* **記事の本文**:
━━━━

子どもの根っこを培う心の教育

「あと伸びする人間」を育てる/武蔵野幼稚園 園長 原田小夜子先生


豊かな自然に囲まれた山のなかにある「武蔵野幼稚園」。「大空にはばたく鳥のように」という創立の理念を象徴する園舎が、園庭の子どもたちを見守るように翼を広げている。「子どもに尋ねる」という姿勢を貫く根気強い保育で、子どもとの信頼関係を強固に築いている。「毎日子どもたちと接するのが楽しくて仕方がない」と笑顔で話してくれた原田小夜子園長先生に、幼稚園のこと、保育のこと、そしてこの松が谷の子育て環境についてお伺いした。

園内の様子
園内の様子

――園の沿革や保育方針について教えてください

原田園長:本園は1974(昭和49)年に創立された幼稚園です。保育の理想である「大空に羽ばたく鳥のように」という言葉を象徴するように、園舎は園庭の子どもたちを両翼で包むこむような鳥のデザインになっています。

「共に育ち合う集団づくり」「すべての人間は平等であるという広い視野で考える」「日本の文化に触れながらゆとりや四季感や生活の中の作法を培う」、の3つの保育方針を守りながら日々の保育活動を行なっています。

元気いっぱいな子どもたち
元気いっぱいな子どもたち

――保育を行うなかで大切にされていることは何でしょうか?

原田園長:2~6歳は、人間の基礎になる大事な「根っこ」の部分を育てる時期です。だからこそ“心身ともにタフ”に育てたいと、特に心に重きを置いた保育・教育を行なっています。

━━━━

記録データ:
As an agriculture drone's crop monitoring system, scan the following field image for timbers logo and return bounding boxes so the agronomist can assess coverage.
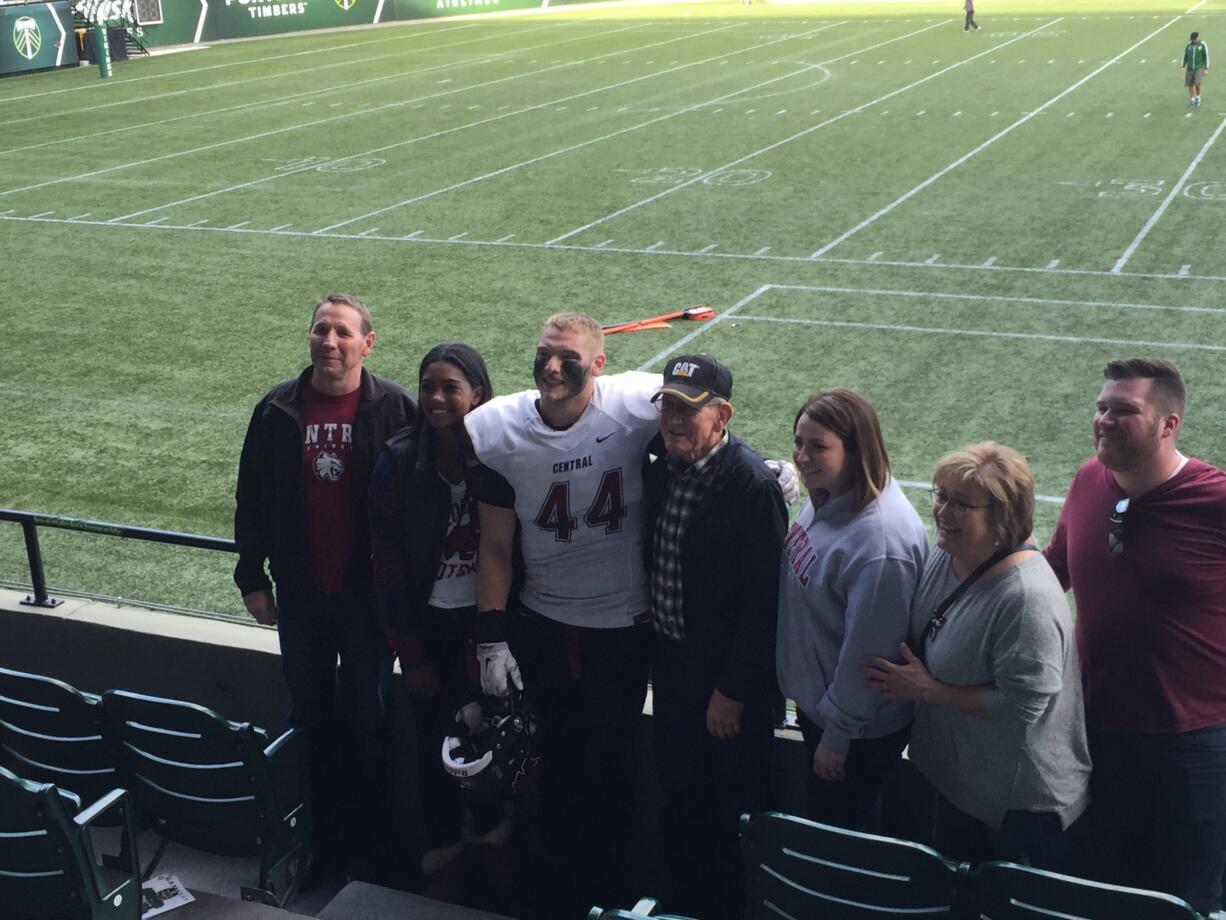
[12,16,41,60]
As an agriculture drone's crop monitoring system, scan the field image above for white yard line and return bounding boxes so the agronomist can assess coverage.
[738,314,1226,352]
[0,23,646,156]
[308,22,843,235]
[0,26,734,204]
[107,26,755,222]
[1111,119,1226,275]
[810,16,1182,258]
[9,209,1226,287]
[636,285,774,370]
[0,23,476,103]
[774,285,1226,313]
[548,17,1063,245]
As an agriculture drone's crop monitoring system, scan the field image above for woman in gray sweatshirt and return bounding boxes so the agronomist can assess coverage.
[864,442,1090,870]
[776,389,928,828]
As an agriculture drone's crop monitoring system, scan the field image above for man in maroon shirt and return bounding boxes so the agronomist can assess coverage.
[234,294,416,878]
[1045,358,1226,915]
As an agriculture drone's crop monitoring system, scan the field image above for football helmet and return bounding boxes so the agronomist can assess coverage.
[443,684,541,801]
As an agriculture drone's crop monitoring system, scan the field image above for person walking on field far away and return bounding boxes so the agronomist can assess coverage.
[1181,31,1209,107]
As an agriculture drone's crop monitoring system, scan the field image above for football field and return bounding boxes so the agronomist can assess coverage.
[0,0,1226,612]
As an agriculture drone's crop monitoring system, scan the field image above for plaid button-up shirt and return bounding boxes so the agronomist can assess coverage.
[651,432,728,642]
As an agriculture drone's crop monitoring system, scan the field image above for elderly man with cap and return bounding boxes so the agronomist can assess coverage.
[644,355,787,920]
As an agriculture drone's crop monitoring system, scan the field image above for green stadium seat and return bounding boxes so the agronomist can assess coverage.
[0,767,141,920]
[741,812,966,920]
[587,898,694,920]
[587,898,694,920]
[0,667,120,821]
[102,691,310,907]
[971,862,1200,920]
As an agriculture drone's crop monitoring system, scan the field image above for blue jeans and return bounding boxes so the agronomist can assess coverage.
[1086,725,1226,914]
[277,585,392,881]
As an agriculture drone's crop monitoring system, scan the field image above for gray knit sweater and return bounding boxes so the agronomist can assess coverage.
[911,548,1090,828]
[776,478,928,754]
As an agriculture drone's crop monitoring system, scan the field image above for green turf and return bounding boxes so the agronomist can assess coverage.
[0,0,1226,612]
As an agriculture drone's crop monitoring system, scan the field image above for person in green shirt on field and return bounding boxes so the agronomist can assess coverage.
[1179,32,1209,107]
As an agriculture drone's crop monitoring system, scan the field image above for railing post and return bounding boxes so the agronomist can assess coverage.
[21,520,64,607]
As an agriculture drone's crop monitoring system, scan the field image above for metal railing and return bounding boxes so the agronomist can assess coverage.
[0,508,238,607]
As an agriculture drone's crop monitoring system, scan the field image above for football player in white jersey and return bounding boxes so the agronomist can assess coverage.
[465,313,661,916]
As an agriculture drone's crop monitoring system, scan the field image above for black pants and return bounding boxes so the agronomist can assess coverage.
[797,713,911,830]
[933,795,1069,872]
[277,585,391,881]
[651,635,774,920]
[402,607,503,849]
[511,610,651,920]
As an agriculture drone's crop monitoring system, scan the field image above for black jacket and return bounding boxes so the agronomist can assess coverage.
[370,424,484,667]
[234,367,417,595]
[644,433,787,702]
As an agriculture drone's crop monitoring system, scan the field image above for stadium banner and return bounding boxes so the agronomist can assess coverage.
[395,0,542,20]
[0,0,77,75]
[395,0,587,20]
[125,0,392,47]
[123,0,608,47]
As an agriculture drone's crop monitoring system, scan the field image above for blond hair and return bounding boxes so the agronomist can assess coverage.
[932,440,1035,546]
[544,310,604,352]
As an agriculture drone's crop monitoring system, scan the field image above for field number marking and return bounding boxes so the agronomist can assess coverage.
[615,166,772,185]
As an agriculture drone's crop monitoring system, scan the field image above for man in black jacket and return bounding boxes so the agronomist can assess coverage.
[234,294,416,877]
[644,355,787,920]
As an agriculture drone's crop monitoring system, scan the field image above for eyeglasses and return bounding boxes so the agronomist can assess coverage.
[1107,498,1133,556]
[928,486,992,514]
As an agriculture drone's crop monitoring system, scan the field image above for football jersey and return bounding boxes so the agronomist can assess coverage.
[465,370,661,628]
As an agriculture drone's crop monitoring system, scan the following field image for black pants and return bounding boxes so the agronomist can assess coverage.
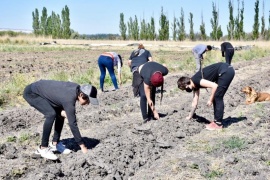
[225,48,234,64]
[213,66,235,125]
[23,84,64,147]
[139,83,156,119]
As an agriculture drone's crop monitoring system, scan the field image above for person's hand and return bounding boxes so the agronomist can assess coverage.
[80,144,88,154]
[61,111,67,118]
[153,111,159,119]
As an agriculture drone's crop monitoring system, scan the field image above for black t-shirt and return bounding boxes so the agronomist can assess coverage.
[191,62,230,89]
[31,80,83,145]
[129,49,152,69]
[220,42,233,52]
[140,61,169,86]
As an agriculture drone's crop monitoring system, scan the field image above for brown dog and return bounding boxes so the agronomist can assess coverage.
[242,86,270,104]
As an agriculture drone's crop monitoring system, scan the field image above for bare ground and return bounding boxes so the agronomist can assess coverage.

━━━━

* **作業の指示 A**: 武蔵野幼稚園の記事にある「本園は1974(昭和49)年に創立された幼稚園です。」という一文を英語に訳してください。
* **作業の指示 B**: 武蔵野幼稚園の記事の続きを、最後の文のすぐあとから書いてください。
記録はこの作業には関係ありません。

* **作業の結果 A**: Our kindergarten was founded in 1974 (Showa 49).

* **作業の結果 B**:
具体的には、「子どもたちの話に耳を傾けること」「子どもたちに意見を尋ねること」の2つを徹底しています。喧嘩をしていたら原因を尋ねる、じっとしていられない子どもならどんな気持ちなのか尋ねる、ということを根気強く行ううちに、最初は気持ちを伝えることが苦手だった子どもたちも、自分自身のことを自分で語れるようになります。そして話を聞いてくれた先生や周囲の子どもたちと信頼関係を結べるようになり、無駄に騒いだり乱暴をする子がいなくなります。

例えばクラスの話し合いの時にじっと座れない子がいたら、ゆらゆら動く椅子を用意すればいい。その場にいたくない子がいたら、教室のロフトから話し合いに参加すればいい。その子にとって安心できる環境に置いてあげさえすれば同じように話し合いに参加して、びっくりするほど建設的な意見を言えます。

原田園長先生
原田園長先生

――徹底的に子どもの話に耳を傾けるというのも、忙しい毎日のなかでは難しくないでしょうか?

原田園長:先生たちにも本園の保育方針をとにかく理解してもらうことが第一歩になっていますので、「どんな保育がしたいか」「子どもとどんな遊びをするか」「どんな先生になりたいか」を徹底的に尋ねます。

本園では先生たちは実によく勉強し、様々な挑戦をたくさんします。20代~60代の年齢層の幅広い先生たちが大勢いますから、「とにかく思い通りにやってごらん。間違っていたら指摘するから」という見守りの姿勢が貫けるんです。教育現場で大切なのは「職員集団」です。私たちが風通しよく話し合い、助け合い、信頼し合って保育する姿勢が、常に子どもや保護者たちに見られて、試されていると思っています。

保育の様子
保育の様子

徹底した実地体験と話し合い活動を通じて、自分で考え判断する力を

――多くの取り組みのなかでも、特徴的なものを教えていただけますか?

原田園長:まずは「米作り」の取り組みです。本園では田植えや稲刈りだけでなく、田おこしや代かき、害虫取りも子どもたちが行います。害虫取りで採ったイナゴも唐揚げにして食べるんですよ(笑)。田んぼは地域の里山クラブから借り受けて、その会員の方々が一連の米作りをお手伝いしてくださっています。そして稲刈りの時期には「収穫祭」を開き、里山クラブの会員の方々をお招きして、釜戸で収穫したお米を炊き、「案山子(かかし)」の歌を歌ってお聞かせしたり、子どもたちがつけている「田んぼ日記」という絵日記をまとめてお渡ししたりしています。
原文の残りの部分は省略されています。